- Instruction A: Condense the paragraph of the Scottevest blog post that begins "As soon as I arrived home from Brazil" into a short bulleted list that keeps its main facts.
- Instruction B:
Answer each question from the Scottevest blog post.
(i) What was the total price of the two travel vests?
(ii) Which pocket ripped out on LoveHubbie's vest, and when?
(iii) From whom did the writer hear about Scottevest by word of mouth?

- Document segment:
- - -

Saturday, December 18, 2010

To Companies That Trust, To Companies That Care--Scottevest!

I rarely if ever return anything, thinking that I can either find some use for it or donate it. I also rarely buy anything that doesn't work or that has anything wrong with it. This year I bought two nice things ($65-$100) that were defective. The way the companies each handled it were so different.

The first thing that I bought was from Scottevest. It was two of their travel vests for $200 total. We took these to Brazil with us to carry our valuables on our person because of the high crime in Brazil. They were great! Mine was fine, but LoveHubbie's ripped out the ID pocket on the first day. I "knew" that everything would be okay because I trusted Scottevest, a company I found out about from word of mouth (from Patti Digh). I follow the founder of Scottevest's--Scott Jordan--YouTube videos and know that he cares about his company. No worries.

As soon as I arrived home from Brazil, I called Scottevest. I got a cheerful customer service person immediately who told me she'd send a new one out right away, along with an envelope for the defective vest so that I could send it back. No worries. Easy-peasy. A couple of days later, the new vest was here, the old dirty one went out (so that they could see how it failed). They trusted me, and now they have a customer for life. For life.

I will gladly pay for a product that is backed up and handled this way.

- - -

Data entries
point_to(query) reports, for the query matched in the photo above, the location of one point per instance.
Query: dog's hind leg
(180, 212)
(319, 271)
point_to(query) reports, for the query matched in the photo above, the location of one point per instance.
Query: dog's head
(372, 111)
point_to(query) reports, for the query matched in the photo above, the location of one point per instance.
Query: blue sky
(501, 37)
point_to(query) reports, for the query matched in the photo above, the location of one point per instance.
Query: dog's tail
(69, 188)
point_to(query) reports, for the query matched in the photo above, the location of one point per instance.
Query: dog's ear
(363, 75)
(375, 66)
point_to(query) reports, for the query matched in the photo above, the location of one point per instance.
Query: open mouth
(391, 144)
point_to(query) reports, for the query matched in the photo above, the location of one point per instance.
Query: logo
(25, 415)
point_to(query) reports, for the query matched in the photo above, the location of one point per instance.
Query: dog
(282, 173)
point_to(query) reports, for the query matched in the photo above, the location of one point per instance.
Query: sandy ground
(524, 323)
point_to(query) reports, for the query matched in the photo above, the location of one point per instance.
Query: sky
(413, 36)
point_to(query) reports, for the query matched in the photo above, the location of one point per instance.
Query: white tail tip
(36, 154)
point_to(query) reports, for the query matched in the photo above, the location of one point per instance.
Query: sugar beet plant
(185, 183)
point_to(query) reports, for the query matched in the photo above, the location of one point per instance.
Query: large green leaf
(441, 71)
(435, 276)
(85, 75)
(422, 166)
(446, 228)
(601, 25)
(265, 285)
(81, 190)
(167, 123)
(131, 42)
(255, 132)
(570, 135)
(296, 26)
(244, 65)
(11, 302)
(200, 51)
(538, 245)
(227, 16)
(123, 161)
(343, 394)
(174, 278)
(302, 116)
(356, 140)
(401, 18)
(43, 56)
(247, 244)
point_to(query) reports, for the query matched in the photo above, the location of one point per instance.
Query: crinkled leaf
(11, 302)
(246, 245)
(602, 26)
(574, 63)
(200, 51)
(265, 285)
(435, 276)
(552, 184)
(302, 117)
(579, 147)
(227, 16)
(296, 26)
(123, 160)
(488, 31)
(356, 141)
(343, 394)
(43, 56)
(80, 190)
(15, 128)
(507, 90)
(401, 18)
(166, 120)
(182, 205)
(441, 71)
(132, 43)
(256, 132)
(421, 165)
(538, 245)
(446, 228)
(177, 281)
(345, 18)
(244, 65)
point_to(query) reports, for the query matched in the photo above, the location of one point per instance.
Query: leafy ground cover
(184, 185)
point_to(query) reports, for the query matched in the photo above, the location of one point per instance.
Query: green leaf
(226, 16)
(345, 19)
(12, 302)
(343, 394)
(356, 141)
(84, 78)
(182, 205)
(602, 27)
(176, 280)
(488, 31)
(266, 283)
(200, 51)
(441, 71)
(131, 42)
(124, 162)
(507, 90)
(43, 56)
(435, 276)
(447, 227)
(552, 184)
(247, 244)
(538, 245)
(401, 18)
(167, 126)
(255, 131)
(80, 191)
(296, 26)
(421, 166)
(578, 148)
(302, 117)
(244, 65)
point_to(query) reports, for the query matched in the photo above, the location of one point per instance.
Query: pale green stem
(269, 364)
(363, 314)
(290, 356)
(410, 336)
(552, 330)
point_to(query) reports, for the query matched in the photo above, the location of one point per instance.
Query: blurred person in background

- - -

- Written answer A:
- On returning home from Brazil, the writer called Scottevest and reached a cheerful customer service person right away.
- She promised to send a new vest immediately, along with an envelope for returning the defective one.
- The new vest arrived a couple of days later, and the old dirty vest was sent back so the company could see how it failed.
- Because the company trusted the writer, it has gained a customer for life.

- Written answer B:
(i) $200
(ii) The ID pocket ripped out on the first day.
(iii) Patti Digh